Directions:
**a.** In the text on Koelliker's glass lizard, what other common name is given for the species?
**b.** Resume the text on Koelliker's glass lizard, starting right after its final sentence.

Provided passage:
.....
Scientific classification
- Kingdom: Animalia
- Phylum: Chordata
- Class: Reptilia
- Order: Squamata
- Suborder: Anguimorpha
- Family: Anguidae
- Genus: Hyalosaurus Günther, 1873
- Species: H. koellikeri
- Binomial name: Hyalosaurus koellikeri Günther, 1873
- Synonyms: Hyalosaurus koellikeri Günther, 1873; Pseudopus apus ornata Boettger, 1881; Ophisaurus koellikeri — Boulenger, 1885; Anguis koellikeri — Macey et al., 1999; Hyalosaurus koellikeri — Sindaco & Jeremčenko, 2008;

= Koelliker's glass lizard =

- Genus: Hyalosaurus
- Species: koellikeri
- Authority: Günther, 1873
- Conservation status: LC
- Synonyms: Hyalosaurus koellikeri , Günther, 1873, Pseudopus apus ornata , Boettger, 1881, Ophisaurus koellikeri , — Boulenger, 1885, Anguis koellikeri , — Macey et al., 1999, Hyalosaurus koellikeri , — Sindaco & Jeremčenko, 2008
- Parent authority: Günther, 1873

Species of lizard

Koelliker's glass lizard (Hyalosaurus koellikeri), also called commonly the Moroccan glass lizard, is a species of lizard in the family Anguidae. The species is native to western North Africa.
.....
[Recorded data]
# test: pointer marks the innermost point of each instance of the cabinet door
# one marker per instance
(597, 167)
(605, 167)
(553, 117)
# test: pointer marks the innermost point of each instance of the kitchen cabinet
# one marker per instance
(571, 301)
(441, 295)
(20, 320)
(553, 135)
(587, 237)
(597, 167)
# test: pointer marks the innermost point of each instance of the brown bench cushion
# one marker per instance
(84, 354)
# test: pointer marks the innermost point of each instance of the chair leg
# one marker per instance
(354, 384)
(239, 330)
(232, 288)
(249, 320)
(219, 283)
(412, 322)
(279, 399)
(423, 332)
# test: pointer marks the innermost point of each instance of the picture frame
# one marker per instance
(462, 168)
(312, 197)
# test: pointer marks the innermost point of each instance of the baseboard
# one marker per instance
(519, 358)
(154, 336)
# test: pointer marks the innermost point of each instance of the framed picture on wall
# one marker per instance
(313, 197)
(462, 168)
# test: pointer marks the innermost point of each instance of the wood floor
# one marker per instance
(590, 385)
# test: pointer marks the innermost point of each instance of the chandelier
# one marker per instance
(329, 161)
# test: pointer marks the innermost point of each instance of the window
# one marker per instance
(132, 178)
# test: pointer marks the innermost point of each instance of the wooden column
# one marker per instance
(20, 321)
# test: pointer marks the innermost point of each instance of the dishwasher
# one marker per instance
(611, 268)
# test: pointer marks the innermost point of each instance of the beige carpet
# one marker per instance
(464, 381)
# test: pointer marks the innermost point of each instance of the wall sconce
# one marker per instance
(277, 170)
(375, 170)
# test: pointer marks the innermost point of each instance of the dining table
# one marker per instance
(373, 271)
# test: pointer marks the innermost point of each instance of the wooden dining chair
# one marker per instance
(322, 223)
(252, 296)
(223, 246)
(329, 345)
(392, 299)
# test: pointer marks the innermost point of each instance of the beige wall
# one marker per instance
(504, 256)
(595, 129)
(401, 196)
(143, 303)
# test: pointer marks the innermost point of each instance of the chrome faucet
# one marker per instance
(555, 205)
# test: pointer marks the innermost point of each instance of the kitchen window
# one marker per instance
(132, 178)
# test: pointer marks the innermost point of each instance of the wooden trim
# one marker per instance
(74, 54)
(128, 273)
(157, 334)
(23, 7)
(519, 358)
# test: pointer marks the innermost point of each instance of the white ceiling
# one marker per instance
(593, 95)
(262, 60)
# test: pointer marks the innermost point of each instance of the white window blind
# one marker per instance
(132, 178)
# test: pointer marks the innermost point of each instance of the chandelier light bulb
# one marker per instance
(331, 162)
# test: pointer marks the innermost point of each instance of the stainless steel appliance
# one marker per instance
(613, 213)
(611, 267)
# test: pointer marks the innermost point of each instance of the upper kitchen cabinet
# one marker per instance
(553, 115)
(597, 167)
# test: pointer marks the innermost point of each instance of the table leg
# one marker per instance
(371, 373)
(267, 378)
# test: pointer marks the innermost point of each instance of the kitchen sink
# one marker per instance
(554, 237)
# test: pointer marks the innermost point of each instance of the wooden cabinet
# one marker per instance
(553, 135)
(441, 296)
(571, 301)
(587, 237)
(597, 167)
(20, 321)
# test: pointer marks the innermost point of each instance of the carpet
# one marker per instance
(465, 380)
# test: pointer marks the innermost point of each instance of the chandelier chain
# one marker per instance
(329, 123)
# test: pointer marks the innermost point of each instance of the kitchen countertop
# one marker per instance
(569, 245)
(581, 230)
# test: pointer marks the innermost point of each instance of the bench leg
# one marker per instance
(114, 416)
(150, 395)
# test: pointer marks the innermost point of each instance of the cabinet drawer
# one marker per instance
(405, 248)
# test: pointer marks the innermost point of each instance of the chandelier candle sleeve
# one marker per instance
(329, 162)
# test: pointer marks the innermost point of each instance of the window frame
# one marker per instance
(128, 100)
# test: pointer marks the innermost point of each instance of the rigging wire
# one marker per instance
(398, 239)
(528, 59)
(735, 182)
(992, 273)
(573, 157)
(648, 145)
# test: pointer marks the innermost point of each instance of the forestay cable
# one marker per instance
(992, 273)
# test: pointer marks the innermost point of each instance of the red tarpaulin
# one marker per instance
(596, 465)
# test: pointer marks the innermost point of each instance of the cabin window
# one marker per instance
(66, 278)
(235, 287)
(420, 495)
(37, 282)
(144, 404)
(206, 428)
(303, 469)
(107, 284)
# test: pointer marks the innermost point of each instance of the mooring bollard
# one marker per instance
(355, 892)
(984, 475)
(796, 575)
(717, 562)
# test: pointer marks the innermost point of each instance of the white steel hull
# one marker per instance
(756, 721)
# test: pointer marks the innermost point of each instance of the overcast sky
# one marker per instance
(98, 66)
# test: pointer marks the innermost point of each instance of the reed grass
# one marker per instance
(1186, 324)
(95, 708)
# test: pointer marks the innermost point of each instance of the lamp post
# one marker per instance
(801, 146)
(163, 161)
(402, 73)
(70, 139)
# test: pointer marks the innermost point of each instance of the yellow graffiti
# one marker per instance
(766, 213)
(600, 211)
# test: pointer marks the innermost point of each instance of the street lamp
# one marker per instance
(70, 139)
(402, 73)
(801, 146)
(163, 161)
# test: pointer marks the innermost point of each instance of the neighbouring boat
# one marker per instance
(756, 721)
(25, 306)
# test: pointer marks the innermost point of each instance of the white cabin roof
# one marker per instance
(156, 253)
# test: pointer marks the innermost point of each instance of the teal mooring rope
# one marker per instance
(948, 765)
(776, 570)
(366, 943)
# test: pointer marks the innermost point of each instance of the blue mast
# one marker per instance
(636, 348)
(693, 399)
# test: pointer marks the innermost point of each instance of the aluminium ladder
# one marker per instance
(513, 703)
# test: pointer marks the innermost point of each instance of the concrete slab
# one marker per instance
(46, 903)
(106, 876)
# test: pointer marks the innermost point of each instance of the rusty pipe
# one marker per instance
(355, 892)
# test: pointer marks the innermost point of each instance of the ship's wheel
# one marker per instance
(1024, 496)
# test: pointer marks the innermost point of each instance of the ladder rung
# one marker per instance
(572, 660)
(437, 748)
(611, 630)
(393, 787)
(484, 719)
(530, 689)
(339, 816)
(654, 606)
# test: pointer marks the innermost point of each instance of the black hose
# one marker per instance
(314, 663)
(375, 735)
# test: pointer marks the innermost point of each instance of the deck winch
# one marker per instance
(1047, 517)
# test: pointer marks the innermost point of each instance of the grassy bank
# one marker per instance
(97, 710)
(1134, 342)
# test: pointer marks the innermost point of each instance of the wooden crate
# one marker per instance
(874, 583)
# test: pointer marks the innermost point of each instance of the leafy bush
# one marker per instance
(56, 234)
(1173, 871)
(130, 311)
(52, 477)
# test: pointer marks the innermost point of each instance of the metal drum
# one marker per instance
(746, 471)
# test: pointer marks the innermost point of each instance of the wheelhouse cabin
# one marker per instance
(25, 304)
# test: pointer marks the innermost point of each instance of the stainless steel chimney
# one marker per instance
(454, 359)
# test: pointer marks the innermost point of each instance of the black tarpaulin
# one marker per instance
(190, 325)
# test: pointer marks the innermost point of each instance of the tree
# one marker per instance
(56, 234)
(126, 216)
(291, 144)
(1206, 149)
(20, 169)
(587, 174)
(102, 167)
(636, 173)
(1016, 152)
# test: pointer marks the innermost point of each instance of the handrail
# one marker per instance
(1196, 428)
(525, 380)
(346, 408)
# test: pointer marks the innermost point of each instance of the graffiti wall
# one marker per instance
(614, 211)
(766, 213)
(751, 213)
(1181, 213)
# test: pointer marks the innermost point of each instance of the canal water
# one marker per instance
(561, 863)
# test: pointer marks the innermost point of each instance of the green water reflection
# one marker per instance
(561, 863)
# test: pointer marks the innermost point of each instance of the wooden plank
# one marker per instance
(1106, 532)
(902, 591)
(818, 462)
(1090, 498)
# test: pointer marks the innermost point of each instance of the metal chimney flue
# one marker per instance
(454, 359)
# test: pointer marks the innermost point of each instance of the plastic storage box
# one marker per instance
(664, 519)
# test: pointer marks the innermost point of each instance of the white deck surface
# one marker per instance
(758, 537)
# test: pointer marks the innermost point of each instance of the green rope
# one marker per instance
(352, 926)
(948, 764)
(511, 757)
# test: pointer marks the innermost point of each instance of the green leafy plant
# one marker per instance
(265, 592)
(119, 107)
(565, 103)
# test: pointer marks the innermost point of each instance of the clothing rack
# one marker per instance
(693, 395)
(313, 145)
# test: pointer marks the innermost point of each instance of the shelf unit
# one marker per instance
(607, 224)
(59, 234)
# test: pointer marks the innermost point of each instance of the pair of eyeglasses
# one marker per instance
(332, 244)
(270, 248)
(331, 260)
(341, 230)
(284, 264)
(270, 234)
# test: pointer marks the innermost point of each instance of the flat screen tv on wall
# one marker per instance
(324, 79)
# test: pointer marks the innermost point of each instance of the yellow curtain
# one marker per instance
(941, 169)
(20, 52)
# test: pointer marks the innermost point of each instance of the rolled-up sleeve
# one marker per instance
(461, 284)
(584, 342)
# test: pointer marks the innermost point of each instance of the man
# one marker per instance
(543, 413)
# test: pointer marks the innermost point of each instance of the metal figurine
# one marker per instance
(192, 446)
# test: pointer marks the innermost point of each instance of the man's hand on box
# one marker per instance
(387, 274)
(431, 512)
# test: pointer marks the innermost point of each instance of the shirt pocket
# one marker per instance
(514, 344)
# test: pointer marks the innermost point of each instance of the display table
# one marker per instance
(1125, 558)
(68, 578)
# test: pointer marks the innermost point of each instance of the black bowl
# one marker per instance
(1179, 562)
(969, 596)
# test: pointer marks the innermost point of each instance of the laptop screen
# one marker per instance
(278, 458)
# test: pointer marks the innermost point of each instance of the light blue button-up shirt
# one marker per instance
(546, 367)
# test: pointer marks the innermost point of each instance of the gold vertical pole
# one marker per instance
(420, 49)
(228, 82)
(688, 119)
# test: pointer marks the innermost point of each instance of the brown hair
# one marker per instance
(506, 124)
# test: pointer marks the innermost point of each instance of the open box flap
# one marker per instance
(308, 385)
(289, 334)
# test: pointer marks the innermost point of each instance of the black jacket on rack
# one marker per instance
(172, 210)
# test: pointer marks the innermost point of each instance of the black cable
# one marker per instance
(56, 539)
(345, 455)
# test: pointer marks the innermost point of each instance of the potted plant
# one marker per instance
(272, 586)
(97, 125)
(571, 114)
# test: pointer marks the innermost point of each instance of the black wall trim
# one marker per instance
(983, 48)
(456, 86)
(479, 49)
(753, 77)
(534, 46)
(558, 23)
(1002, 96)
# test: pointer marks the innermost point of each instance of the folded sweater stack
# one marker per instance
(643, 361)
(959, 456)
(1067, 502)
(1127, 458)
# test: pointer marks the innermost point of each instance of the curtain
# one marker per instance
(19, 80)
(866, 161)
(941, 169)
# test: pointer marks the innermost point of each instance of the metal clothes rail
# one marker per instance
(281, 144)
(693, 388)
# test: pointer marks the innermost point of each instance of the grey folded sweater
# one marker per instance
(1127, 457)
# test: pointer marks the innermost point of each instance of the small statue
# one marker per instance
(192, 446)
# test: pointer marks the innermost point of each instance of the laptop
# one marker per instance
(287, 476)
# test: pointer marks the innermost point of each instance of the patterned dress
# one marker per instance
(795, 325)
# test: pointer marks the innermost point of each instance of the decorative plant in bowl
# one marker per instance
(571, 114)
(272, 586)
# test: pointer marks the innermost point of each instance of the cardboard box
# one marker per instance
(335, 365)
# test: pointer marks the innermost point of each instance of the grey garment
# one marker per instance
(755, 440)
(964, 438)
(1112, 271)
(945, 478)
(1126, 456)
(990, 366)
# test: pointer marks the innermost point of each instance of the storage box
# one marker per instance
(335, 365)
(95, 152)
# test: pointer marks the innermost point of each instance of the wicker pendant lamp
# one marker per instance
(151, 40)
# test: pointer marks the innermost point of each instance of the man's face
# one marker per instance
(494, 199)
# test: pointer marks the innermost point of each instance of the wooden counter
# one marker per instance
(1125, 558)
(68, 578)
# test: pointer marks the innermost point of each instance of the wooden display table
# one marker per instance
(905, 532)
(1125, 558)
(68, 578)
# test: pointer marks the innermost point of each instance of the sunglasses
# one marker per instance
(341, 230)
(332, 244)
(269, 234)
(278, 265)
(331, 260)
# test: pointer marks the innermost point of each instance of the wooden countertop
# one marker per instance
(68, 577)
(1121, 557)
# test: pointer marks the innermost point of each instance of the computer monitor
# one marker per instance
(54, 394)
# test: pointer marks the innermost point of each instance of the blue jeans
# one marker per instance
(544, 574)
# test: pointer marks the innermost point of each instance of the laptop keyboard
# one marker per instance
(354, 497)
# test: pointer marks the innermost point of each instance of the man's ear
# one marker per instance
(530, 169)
.....
Outputs for the tasks:
**a.** The Moroccan glass lizard.

**b.**
==Etymology==
The specific name, koellikeri, is in honor of Swiss histologist Albert von Kölliker.

==Geographic range==
H. koellikeri is found in Algeria and Morocco.

==Habitat==
The natural habitats of Koelliker's glass lizard are temperate forests, shrubland, temperate grassland, and pastureland, at altitudes up to 2,000 m.

==Description==
H. koellikeri has no fore limbs, but does have rudimentary hind limbs. Dorsally, it is brownish, with a darker lateral band. Ventrally, it is yellowish.

==Taxonomy==
H. koellikeri has often been historically included within the genus Ophisaurus, but genetic evidence has shown H. koellikeri to be more closely related to Anguis and Pseudopus than to Ophisaurus.

==Reproduction==
H. koellikeri is oviparous.

==Conservation status==
H. koellikeri is threatened by habitat loss.